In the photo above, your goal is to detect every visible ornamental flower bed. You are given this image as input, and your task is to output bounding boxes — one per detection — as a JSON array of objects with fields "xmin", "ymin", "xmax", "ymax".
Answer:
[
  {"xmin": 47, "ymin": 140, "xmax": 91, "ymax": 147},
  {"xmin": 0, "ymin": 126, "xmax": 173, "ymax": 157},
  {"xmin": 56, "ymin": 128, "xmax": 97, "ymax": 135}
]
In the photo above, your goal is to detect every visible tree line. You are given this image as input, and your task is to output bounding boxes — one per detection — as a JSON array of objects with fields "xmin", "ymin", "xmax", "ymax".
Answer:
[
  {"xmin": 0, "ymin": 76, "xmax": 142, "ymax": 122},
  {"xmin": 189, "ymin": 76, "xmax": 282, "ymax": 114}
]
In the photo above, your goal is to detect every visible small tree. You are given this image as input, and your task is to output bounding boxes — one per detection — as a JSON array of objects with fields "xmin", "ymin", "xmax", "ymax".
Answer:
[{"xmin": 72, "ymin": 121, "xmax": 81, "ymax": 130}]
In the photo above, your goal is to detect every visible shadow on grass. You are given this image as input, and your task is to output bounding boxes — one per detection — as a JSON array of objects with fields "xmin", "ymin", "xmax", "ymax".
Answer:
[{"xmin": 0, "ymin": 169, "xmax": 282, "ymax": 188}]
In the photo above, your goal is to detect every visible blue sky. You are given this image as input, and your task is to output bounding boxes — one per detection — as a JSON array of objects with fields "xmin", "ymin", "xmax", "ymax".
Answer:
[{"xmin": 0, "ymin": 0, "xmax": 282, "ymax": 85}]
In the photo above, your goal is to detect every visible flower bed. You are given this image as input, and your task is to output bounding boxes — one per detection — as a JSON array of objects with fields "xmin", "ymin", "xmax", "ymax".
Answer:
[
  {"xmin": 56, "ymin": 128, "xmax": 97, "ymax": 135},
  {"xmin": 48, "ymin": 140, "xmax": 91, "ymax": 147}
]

******

State how many lines of the data above contain the string "tree", matching case exactly. Reply with the number alone.

2